▶ **WORK TO COMPLETE**:
Restate verbatim the span of lines below between the line with "Where can the green" and the line with "Where can the woman's waist", including those two lines, and only that span.

Stored data:
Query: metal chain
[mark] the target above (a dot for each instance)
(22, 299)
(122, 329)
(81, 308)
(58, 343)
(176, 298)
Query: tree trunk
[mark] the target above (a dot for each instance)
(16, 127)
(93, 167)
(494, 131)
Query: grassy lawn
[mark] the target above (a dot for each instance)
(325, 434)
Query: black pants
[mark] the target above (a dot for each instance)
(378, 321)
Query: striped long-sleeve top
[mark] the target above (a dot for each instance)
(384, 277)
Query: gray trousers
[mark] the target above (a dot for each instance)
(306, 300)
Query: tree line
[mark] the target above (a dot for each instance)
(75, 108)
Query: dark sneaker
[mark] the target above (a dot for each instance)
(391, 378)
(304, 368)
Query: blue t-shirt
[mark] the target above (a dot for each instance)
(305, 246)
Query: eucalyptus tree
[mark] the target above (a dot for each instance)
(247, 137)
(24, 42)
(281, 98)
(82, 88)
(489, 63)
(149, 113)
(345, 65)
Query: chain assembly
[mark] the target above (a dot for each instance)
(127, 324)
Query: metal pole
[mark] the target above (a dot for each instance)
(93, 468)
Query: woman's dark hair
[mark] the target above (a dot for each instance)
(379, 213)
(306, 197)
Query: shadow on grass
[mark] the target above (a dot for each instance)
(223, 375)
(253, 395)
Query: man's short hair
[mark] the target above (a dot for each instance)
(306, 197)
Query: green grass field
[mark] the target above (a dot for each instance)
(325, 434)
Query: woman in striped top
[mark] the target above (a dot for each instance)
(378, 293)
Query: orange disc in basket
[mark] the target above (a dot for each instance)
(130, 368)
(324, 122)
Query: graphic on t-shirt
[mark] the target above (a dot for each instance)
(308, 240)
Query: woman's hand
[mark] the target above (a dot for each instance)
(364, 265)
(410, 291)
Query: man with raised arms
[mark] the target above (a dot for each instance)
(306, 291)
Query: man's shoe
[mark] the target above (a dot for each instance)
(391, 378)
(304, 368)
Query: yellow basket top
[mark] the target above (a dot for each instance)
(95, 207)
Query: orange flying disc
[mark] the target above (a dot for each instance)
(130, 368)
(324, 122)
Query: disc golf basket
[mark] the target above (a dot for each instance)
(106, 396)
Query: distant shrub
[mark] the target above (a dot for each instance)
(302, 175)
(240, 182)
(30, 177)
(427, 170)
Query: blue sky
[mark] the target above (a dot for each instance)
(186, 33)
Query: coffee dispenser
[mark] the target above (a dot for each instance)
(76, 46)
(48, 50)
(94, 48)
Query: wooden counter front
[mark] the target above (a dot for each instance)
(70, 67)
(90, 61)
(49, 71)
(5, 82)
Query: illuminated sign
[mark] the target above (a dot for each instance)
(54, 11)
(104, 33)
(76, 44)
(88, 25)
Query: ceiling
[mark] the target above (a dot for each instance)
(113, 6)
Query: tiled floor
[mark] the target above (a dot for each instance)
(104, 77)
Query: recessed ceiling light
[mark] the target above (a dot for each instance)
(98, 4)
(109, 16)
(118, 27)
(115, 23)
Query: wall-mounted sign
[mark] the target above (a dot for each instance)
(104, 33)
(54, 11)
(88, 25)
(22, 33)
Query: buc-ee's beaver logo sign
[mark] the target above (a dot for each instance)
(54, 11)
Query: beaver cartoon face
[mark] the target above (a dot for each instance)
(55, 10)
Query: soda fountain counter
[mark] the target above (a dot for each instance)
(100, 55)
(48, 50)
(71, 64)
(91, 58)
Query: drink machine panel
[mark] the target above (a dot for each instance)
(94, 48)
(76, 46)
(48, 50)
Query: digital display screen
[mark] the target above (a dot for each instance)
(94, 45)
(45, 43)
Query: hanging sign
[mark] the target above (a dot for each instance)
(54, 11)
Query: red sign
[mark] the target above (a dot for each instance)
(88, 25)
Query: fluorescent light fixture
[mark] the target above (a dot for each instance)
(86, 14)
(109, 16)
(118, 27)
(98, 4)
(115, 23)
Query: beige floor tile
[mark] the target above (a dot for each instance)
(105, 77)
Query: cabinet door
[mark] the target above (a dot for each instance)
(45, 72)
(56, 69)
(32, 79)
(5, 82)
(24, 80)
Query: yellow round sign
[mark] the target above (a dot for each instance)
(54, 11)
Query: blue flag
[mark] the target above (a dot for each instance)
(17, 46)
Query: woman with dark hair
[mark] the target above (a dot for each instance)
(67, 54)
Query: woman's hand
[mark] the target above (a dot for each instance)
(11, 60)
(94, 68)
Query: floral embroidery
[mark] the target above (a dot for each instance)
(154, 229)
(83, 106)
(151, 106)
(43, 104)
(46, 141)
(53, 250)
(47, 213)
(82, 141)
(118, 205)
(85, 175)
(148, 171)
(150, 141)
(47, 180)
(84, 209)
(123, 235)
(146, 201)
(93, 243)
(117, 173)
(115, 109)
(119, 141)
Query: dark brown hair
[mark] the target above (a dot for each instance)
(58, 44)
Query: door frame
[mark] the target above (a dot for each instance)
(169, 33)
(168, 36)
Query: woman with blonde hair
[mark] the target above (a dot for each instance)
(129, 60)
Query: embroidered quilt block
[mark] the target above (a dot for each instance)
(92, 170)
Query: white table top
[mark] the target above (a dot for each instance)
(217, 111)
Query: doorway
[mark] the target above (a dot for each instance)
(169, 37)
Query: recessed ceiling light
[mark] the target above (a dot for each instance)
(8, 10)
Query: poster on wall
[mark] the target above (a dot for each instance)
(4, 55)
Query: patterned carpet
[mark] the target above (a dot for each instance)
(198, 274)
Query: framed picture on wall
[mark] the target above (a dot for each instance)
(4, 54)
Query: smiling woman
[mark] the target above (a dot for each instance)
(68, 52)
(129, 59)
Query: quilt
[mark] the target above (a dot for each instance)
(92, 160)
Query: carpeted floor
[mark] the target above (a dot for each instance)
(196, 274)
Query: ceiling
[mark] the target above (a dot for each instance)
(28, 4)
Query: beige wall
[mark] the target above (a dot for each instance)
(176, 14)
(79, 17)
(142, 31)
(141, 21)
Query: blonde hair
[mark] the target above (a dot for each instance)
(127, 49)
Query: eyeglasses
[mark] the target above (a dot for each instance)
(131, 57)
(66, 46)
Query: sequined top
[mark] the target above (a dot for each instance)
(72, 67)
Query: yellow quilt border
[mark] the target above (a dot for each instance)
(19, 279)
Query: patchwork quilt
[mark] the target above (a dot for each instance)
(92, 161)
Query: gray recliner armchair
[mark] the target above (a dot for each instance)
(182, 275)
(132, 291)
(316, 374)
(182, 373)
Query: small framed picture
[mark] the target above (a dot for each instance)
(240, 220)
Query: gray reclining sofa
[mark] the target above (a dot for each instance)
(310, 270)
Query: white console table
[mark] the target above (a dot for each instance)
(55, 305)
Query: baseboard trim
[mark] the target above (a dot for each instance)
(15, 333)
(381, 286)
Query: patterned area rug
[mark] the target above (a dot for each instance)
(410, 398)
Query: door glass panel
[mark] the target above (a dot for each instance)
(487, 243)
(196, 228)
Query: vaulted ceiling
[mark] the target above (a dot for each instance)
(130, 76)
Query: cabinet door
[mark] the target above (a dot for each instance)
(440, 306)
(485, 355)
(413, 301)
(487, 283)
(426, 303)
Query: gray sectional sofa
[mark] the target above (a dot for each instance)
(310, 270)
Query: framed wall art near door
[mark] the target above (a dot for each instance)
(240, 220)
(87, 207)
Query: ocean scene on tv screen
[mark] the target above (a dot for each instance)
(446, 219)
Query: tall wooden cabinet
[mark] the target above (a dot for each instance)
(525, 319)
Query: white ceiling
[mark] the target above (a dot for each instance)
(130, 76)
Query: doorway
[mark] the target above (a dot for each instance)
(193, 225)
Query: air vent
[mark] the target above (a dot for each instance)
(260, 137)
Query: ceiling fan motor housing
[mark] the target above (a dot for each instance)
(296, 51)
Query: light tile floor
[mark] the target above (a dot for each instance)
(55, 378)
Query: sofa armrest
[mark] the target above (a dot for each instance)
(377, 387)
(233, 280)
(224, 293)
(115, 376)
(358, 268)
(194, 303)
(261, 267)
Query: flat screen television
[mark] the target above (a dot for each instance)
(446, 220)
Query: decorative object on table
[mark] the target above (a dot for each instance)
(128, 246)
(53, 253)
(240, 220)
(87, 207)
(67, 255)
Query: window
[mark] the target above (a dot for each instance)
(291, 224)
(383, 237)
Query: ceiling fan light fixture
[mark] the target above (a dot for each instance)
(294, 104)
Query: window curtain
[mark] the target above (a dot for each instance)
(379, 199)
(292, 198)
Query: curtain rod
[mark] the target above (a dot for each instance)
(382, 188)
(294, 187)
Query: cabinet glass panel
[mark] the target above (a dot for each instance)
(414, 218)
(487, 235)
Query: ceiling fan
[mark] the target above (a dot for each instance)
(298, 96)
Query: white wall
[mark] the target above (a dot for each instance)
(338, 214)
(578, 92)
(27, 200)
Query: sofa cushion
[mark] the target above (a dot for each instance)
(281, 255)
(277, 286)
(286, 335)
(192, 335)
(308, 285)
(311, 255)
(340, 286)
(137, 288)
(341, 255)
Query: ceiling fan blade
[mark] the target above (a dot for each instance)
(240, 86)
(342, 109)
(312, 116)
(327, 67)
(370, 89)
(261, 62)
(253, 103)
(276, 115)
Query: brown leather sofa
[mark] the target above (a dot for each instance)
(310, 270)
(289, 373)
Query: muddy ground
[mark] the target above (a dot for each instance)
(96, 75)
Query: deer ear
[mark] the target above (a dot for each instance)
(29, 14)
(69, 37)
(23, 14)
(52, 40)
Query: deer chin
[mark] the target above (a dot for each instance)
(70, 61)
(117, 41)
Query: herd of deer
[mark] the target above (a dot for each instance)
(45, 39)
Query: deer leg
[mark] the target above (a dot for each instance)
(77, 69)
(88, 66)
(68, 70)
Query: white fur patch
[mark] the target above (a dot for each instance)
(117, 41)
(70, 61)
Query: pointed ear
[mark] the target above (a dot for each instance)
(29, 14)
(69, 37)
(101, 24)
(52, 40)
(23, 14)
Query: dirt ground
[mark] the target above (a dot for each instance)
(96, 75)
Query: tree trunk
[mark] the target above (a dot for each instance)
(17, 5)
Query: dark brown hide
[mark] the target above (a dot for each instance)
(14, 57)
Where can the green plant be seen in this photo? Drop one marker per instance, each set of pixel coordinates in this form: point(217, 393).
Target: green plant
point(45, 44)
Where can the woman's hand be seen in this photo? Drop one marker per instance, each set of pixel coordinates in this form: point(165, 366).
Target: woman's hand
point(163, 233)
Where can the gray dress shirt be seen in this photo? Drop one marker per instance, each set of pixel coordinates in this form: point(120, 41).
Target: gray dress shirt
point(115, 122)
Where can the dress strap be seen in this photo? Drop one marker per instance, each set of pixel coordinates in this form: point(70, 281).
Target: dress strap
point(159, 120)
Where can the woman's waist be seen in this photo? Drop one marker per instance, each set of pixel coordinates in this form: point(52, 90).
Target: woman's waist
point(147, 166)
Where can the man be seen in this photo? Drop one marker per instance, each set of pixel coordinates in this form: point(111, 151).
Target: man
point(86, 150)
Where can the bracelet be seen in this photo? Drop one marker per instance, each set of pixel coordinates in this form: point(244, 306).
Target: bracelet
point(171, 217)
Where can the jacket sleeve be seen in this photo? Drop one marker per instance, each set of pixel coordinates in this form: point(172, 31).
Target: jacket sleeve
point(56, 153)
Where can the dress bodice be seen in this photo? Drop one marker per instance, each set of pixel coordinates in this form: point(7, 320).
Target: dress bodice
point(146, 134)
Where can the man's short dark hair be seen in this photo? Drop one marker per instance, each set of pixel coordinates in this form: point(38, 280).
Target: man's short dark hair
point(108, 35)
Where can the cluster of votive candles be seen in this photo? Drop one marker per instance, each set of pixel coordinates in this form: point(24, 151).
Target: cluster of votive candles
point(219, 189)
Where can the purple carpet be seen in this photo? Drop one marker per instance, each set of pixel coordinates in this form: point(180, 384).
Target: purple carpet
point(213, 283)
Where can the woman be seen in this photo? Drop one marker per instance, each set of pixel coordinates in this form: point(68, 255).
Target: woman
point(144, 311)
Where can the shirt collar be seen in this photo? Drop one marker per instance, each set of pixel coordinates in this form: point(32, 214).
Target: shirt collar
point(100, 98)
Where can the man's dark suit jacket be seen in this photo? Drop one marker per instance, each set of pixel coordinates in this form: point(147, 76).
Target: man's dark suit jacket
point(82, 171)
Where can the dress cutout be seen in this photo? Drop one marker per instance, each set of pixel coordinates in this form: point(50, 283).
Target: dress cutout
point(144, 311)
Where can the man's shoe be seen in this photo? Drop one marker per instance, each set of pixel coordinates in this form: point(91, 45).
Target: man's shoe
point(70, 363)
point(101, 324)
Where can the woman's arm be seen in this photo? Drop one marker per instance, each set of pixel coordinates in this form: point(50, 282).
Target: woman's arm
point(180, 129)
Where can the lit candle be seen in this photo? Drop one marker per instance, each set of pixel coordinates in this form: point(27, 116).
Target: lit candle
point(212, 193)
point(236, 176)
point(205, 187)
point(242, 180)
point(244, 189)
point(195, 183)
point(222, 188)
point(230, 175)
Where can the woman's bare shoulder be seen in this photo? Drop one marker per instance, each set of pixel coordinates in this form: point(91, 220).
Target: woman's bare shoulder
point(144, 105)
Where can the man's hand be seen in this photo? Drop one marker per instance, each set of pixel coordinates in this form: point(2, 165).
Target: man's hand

▶ **ANSWER FOR THIS EXERCISE**:
Where can the green plant be seen in this photo? Drop one marker per instance, each set of pixel coordinates in this form: point(217, 393).
Target: green plant
point(45, 44)
Where can the woman's hand be seen in this photo? Drop one marker per instance, each set of pixel coordinates in this form: point(165, 366).
Target: woman's hand
point(163, 233)
Where can the gray dress shirt be seen in this photo? Drop one marker per instance, each set of pixel coordinates in this form: point(120, 41).
Target: gray dress shirt
point(115, 122)
Where can the dress strap be seen in this photo? Drop one marker per instance, each set of pixel coordinates in this form: point(70, 281).
Target: dress strap
point(159, 120)
Where can the woman's waist be seen in this photo? Drop one marker per instance, each set of pixel coordinates in this form: point(52, 90).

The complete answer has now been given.